> **TEKS YANG DISEDIAKAN**
Headline
Sebagian besar pemandu di Gunung Rinjadi belum besertifikat.
Sebagian besar pemandu di Gunung Rinjadi belum besertifikat.
DUA kubu yang berkonflik secara internal di Keraton Surakarta akhirnya sepakat untuk duduk bersama dalam pelaksanaan peringatan naik takhta atau tingalan jumenengandalem Raja Pakoe Boewono XIII, yang akan digelar pada 22 April mendatang di Bangsal Sasana Sewaka Keraton Surakarta.
"Tadi (dalam rapat) sudah disepakati, Jumenengandalem bisa berlangsung, ayo kita dukung. Dan setelah itu, baru dibicarakan hal-hal lainnya," ujar Ketua Lembaga Hukum Keraton Surakarta, KP Edy Wirabhumi, seusai mengikuti rapat dengan seluruh putradalem mendiang Sinuhun PB XII yang difasilitasi oleh Wantimpres Subagyo HS di Restoran Diamond, Surakarta, Jawa Tengah, Sabtu (15/4) sore.

Data penunjukan berdasarkan ekspresi rujukan:
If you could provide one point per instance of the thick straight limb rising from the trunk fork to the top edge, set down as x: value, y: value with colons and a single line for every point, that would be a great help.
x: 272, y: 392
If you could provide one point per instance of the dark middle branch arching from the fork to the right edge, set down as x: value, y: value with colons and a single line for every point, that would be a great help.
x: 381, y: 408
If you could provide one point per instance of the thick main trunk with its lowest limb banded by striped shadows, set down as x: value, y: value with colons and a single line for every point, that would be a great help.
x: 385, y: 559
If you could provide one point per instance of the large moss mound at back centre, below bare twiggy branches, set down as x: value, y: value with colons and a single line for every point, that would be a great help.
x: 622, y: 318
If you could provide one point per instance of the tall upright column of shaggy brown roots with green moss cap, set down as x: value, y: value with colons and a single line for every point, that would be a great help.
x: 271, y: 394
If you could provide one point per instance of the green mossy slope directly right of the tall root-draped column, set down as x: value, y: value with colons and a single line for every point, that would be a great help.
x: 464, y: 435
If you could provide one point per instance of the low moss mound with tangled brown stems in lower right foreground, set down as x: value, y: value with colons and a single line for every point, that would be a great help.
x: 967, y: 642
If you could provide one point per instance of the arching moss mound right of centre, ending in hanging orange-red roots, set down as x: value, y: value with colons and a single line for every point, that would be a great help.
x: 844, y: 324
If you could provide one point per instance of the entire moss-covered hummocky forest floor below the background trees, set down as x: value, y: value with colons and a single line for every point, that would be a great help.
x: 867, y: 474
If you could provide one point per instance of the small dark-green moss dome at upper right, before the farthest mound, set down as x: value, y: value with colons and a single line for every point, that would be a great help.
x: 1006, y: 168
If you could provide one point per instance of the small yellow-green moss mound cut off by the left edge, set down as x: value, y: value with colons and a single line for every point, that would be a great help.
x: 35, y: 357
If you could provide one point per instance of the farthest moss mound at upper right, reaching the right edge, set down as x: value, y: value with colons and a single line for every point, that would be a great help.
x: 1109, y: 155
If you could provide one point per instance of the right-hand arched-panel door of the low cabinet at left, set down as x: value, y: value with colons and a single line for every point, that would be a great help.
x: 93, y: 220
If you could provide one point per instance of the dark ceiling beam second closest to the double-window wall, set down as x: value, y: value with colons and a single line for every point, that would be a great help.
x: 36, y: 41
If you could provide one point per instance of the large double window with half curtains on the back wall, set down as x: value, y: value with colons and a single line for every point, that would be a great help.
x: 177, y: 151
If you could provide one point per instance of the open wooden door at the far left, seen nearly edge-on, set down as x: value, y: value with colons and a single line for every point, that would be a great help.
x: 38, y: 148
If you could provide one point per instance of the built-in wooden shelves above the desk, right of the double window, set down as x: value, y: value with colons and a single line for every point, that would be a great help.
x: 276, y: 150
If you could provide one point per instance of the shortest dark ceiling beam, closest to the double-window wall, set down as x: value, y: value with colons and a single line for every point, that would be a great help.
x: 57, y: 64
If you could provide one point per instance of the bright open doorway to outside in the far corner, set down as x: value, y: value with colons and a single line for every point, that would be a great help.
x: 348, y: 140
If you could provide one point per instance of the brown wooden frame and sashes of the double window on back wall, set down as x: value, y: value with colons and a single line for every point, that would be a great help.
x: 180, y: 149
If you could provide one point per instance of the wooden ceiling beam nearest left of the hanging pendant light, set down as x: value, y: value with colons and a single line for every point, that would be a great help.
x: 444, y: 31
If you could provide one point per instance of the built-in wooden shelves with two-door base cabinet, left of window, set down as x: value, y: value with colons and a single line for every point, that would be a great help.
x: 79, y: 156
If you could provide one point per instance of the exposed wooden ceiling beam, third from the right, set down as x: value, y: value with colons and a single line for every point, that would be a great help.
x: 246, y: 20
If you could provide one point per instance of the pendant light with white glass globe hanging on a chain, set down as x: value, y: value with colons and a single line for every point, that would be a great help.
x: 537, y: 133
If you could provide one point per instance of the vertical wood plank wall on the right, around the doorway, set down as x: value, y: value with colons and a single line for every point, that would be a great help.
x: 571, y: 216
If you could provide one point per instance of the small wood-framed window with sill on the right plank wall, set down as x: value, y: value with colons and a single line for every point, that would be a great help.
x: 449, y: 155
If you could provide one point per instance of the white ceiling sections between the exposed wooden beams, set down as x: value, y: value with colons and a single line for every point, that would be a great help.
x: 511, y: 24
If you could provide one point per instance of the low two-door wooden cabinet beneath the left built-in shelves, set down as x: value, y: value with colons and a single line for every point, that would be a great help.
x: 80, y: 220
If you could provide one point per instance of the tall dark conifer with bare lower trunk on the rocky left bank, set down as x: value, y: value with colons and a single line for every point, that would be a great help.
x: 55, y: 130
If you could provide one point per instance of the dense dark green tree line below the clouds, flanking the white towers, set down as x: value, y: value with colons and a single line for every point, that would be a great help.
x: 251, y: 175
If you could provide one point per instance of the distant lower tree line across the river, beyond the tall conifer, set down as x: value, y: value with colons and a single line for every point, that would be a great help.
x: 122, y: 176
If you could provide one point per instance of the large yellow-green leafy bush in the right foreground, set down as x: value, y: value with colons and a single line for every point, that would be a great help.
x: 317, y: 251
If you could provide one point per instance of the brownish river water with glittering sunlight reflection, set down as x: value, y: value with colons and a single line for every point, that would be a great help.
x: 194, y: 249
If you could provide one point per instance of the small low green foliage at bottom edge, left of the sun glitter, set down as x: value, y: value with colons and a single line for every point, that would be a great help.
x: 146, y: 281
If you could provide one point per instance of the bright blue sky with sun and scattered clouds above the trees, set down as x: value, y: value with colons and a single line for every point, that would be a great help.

> **TERAPKAN ISI BACAAN**
**A.** Ambil dari teks tentang Keraton Surakarta seluruh bagian mulai dari "DUA kubu yang" hingga "Sewaka Keraton Surakarta.".
**B.** Jawablah pertanyaan berikut berdasarkan teks tentang Keraton Surakarta.
(i) Kapan peringatan naik takhta Raja Pakoe Boewono XIII akan digelar?
(ii) Di tempat mana peringatan tersebut akan dilaksanakan?
(iii) Siapa yang memfasilitasi rapat dengan seluruh putradalem mendiang Sinuhun PB XII?
**C.** Tentukan apakah setiap pernyataan berikut sesuai dengan teks tentang Keraton Surakarta, lalu sertakan kutipan kata-kata teks yang menjadi dasarnya.
(i) Rapat tersebut diadakan di Restoran Diamond, Surakarta.
(ii) KP Edy Wirabhumi adalah Ketua Lembaga Hukum Keraton Surakarta.
(iii) Kedua kubu yang berkonflik menolak untuk duduk bersama.

> **HASIL LATIHAN**
**A.**
DUA kubu yang berkonflik secara internal di Keraton Surakarta akhirnya sepakat untuk duduk bersama dalam pelaksanaan peringatan naik takhta atau tingalan jumenengandalem Raja Pakoe Boewono XIII, yang akan digelar pada 22 April mendatang di Bangsal Sasana Sewaka Keraton Surakarta.

**B.**
(i) Pada 22 April mendatang.
(ii) Di Bangsal Sasana Sewaka Keraton Surakarta.
(iii) Wantimpres Subagyo HS.

**C.**
(i) Ya. "di Restoran Diamond, Surakarta, Jawa Tengah"
(ii) Ya. "Ketua Lembaga Hukum Keraton Surakarta, KP Edy Wirabhumi"
(iii) Tidak. "akhirnya sepakat untuk duduk bersama"